What is the best way to implement embarrassingly parallel loops with the upcoming IO system and a problem

In a previous post I asked how to implement an embarrassingly parallel loops.

Ultimately I ended up with a simple loop proposed by LucasSantos91 where the solution simply reduces to this function lunched on as many runners as possible.

fn run(counter: *std.atomic.Value(usize), items: []const Item, buffer: Buffer) void {
     while (true)  {
        var index = counter.fetchAdd(1, .monotonic);
        if(index >= items.len) return;
        doWork(items[index], buffer);
    }
}

fn main() void {
    //set up Allocator       

    var thread_pool = .init(allocator);
    defer thread_pool.deinit(allocator);
    
    const buffers = allocBuffers(allocator, thread_pool.getIdCount());
    defer buffers.deinit(allocator);
   
   
   for (0..thread_pool.getIdCount()) |i| {
       thread_pool.spawnWg(&wait_group, run, .{ &counter, items, buffers.get(i));
   }
   pool.waitAndWork(&wait_group);
}

This worked very well, and coupled with the knowledge of how many threads are allocated in the thread poll, I can reserve the required memory for the doWork at the start (and making it infallible), and not pay the cost for loadBuffers for each item.

Supplied material:
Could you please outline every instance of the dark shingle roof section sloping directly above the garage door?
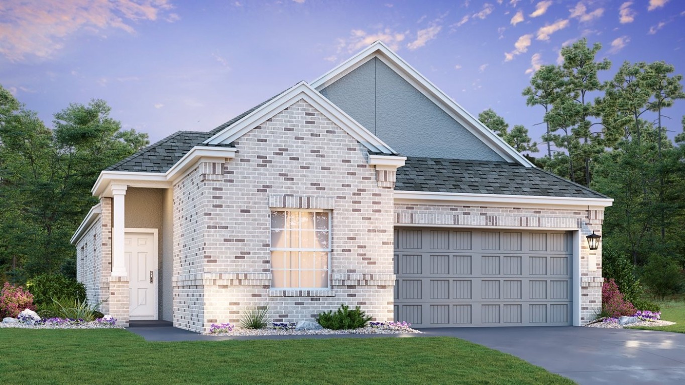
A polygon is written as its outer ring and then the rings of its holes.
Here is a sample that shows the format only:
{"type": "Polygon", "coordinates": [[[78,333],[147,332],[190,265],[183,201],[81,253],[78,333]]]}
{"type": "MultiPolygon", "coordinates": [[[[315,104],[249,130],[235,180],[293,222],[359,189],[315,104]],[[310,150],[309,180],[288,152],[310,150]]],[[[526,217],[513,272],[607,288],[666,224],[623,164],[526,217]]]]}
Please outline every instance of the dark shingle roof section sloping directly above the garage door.
{"type": "Polygon", "coordinates": [[[539,168],[502,161],[407,157],[395,190],[608,198],[539,168]]]}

Instructions:
[1] Reproduce the forum post about embarrassingly parallel loops between "What is the" and "runners as possible.", inclusive.
[2] Using the forum post about embarrassingly parallel loops, say whether each statement agrees with it: (a) The loop the poster ended up with was proposed by LucasSantos91. (b) The counter is incremented with fetchAdd using .seq_cst ordering. (c) The memory needed by doWork is reserved separately for each item. Answer yes or no for each, and quote the words that decide it.
[3] Go on with the forum post about embarrassingly parallel loops, starting after its last sentence.

Task-by-task answers:
[1]
What is the best way to implement embarrassingly parallel loops with the upcoming IO system and a problem

In a previous post I asked how to implement an embarrassingly parallel loops.

Ultimately I ended up with a simple loop proposed by LucasSantos91 where the solution simply reduces to this function lunched on as many runners as possible.

[2]
(a) Yes: "a simple loop proposed by LucasSantos91"
(b) No: "counter.fetchAdd(1, .monotonic)"
(c) No: "I can reserve the required memory for the doWork at the start"

[3]
The recent changes around IO introduced the async/concurrent primitives to express parallel work.

This is my first attempt to adapt to the new API

fn main() void {
   // set up Io and Allocator   

   const max_concurrency = std.Thread.getCpuCount();
   const buffers = allocBuffers(allocator, thread_pool.getIdCount());
   defer buffers.deinit(allocator);
   
   var group: std.Io.Group = .init;
   defer group.cancel(io);

   for(0..max_concurrency) |i| {
      group.async(run, .{ &counter, items, buffers.get(i));
   }
   group.wait();
}

This seems optimal, it is still infallible, and the group primitive nicely replaces the wait_group from the thread_pool.
The only problem I have is that I need to query the max_concurrency myself and I cannot ask it to the Io implementation, so if I use a init_single_threaded I overallocate memory for the buffers and I launch unnecessary tasks.

1 Like

Hm… if this is for a library then you might accept max_concurrency as a parameter, and make it the responsibility of whoever sets up the io instance to pass you a reasonable value. It sounds nice to be configurable in that way, maybe your clients don’t want you using all cores.

And if “whoever sets up the io instance” is you from just a few lines above, then getting max_concurrency yourself seems fine, I’m not sure I see the problem. If you change to Io.Threaded.init_single_threaded then yes you’ll need to also change your definition of max_concurrency.

It might be nice to able to say something like this:

const n: usize = io.getParallelism();
const max_concurrency = @min(n, wanted_concurrency);

but I’m not aware of any way to do that.

3 Likes

I think you can just do :

const builtin = @import("builtin");

const max_concurrency = if (builtin.single_threaded) 1 else std.Thread.getCpuCount();

Yeah, It would be nice to have an io.getParallelism();

API wise, I am a huge fan on the one I saw in the Sorbet type checker:

Translating to Zig,

const CpuPool = struct {
    // Runs an instance of `function` on all available CPU cores in parallel.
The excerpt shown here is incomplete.